■ **The exercise**
Report every line in the material below that contains the string "leaf", copying each such line in full.

■ **Data for the task**
+-------+

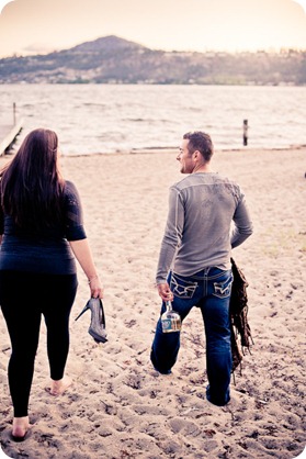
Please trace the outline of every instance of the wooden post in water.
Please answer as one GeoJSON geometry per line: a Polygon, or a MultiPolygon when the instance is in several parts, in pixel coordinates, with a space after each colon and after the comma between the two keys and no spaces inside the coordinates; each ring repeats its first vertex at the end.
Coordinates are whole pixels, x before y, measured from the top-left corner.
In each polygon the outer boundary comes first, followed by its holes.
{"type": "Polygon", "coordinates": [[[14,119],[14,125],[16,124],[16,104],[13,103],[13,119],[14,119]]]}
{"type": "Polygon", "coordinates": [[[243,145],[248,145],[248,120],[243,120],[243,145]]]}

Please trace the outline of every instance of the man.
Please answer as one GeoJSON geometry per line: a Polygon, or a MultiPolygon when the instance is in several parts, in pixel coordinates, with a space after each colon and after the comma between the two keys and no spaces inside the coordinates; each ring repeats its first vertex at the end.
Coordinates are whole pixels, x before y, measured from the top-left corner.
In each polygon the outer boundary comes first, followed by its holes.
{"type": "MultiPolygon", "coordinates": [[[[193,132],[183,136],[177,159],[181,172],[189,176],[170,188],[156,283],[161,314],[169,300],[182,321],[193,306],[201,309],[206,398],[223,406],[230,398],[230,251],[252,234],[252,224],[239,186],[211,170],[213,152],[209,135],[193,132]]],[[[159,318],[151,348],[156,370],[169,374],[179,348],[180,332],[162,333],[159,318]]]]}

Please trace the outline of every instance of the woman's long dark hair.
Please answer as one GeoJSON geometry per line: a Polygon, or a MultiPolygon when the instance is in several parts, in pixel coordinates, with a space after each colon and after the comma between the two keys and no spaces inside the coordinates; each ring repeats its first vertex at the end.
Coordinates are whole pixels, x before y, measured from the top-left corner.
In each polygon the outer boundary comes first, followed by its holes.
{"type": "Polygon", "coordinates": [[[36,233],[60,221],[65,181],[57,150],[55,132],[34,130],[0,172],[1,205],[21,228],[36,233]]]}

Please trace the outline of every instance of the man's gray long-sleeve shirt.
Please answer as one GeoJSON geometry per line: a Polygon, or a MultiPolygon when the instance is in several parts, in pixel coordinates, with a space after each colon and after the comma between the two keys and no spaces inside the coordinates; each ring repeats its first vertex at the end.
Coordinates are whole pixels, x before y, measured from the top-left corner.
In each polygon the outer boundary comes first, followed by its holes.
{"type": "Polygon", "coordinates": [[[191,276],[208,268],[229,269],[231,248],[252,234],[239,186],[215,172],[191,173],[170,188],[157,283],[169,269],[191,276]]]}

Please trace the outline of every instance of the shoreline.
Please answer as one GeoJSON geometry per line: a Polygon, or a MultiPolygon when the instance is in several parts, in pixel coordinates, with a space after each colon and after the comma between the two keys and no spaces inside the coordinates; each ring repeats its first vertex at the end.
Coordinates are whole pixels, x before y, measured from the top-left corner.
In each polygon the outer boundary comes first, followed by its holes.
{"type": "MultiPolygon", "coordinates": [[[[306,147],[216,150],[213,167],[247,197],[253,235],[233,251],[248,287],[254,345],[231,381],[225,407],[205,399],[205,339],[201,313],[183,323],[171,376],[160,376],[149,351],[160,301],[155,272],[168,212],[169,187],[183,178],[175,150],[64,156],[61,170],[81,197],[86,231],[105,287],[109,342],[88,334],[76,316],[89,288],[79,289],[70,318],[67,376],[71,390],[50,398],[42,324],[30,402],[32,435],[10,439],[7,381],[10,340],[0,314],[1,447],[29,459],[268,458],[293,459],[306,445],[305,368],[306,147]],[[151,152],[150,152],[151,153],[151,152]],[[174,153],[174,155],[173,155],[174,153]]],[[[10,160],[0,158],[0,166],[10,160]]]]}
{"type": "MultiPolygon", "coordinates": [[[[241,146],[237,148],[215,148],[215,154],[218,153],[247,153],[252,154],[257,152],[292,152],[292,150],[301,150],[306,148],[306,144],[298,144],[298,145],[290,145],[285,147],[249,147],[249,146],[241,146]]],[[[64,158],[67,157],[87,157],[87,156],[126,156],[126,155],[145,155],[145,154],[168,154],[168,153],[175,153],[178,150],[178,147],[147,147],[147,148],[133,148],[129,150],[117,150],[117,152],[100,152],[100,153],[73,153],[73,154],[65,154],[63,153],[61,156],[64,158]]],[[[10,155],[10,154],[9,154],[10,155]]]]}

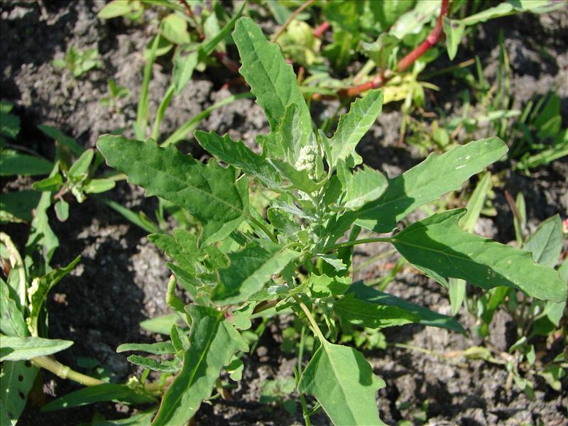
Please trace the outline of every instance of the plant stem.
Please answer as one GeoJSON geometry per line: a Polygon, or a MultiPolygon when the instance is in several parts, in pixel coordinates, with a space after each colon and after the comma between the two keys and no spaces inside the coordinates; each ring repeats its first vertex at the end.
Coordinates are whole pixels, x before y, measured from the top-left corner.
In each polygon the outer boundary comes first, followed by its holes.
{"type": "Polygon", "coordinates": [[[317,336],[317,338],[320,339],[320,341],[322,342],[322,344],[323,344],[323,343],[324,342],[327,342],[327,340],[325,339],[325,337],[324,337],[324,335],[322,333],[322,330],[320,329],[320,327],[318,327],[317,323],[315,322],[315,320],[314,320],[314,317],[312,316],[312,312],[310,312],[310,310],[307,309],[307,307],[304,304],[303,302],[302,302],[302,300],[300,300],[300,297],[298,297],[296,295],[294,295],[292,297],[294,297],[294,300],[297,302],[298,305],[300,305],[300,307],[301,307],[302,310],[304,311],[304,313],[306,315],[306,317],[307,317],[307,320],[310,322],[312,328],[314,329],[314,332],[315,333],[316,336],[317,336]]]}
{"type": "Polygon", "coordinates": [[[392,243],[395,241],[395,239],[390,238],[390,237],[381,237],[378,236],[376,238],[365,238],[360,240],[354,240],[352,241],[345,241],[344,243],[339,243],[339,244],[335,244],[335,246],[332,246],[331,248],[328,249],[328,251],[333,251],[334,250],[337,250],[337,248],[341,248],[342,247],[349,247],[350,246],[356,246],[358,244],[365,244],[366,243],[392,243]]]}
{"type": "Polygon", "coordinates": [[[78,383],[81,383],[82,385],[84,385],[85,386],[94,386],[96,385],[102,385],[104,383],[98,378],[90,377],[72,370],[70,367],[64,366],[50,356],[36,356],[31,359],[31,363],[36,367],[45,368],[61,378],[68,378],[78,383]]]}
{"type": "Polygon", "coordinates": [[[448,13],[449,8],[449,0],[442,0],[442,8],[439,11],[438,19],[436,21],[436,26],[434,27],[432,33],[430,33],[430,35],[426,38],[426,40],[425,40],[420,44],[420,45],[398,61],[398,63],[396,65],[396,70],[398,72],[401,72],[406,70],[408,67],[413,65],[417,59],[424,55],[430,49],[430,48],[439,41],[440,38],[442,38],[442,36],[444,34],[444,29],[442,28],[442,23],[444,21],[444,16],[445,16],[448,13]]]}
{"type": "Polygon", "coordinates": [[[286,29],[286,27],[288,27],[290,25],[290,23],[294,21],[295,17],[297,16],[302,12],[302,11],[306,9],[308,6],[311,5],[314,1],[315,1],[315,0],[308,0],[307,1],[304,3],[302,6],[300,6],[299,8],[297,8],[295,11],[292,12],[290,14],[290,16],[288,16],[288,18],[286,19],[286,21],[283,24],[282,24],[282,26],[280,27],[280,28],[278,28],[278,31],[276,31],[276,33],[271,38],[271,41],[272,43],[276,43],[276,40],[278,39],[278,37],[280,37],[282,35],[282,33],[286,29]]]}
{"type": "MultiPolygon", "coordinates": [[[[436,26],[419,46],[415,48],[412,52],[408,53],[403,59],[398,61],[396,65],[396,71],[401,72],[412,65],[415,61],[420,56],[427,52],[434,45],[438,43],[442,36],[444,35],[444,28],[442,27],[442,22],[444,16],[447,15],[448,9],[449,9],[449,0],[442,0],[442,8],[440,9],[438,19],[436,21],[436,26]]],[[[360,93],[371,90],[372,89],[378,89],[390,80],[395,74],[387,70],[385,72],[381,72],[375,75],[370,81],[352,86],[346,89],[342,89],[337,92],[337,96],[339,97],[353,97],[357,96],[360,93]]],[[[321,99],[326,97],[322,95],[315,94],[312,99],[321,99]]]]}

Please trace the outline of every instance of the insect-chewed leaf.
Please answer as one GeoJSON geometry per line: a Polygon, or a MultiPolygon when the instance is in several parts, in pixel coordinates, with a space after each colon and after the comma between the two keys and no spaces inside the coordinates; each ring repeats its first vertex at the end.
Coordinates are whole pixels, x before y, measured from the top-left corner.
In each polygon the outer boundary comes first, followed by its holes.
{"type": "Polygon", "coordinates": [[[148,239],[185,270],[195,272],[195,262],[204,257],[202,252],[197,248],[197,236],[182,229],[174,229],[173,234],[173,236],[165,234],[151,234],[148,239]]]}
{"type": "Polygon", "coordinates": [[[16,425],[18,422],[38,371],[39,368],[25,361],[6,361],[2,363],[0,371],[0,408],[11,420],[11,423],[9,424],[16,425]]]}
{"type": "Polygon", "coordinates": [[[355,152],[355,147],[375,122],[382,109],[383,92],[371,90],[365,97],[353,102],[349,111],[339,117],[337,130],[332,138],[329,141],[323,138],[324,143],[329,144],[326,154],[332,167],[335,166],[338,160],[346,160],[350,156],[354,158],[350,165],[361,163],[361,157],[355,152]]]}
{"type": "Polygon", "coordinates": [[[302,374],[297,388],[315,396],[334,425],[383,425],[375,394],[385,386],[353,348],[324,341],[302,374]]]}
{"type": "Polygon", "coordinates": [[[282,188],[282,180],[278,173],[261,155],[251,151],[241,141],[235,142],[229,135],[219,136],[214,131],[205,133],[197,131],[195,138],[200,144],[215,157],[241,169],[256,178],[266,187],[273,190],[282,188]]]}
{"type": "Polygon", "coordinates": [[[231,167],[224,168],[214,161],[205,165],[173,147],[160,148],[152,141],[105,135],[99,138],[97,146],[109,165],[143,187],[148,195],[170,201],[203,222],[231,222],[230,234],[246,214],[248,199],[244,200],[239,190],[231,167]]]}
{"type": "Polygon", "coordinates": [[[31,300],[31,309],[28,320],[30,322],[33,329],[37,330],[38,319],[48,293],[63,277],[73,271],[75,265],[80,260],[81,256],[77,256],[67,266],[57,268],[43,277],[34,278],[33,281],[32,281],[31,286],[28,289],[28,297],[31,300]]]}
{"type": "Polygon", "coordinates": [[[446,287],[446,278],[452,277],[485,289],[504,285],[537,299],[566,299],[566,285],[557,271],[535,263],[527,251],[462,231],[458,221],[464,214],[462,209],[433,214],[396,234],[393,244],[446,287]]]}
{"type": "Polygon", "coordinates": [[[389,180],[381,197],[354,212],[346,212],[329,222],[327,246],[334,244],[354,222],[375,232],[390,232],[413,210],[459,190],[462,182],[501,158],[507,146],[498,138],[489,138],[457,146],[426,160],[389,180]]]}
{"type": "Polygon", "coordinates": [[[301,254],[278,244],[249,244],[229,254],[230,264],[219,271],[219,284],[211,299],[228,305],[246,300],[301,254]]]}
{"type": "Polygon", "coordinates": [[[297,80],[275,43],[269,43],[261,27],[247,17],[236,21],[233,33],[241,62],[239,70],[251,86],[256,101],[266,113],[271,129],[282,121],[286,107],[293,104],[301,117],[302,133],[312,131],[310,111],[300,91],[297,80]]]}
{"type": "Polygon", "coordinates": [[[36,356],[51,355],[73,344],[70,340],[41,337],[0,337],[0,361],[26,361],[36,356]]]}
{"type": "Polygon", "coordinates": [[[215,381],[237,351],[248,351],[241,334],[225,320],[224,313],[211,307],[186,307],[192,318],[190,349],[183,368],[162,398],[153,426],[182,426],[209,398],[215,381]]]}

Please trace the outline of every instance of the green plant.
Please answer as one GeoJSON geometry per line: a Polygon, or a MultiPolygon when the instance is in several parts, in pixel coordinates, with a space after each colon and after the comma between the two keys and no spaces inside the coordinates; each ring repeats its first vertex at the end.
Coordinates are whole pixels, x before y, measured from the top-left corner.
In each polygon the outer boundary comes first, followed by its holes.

+-------+

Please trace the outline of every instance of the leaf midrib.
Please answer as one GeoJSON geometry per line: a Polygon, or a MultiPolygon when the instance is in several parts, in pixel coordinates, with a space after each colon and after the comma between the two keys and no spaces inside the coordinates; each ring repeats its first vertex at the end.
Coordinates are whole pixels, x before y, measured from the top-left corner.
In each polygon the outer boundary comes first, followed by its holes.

+-------+

■ **Output of the exercise**
Please trace the outline of every instance of the insect-chewed leaf.
Please trace the outline of every instance of the leaf midrib.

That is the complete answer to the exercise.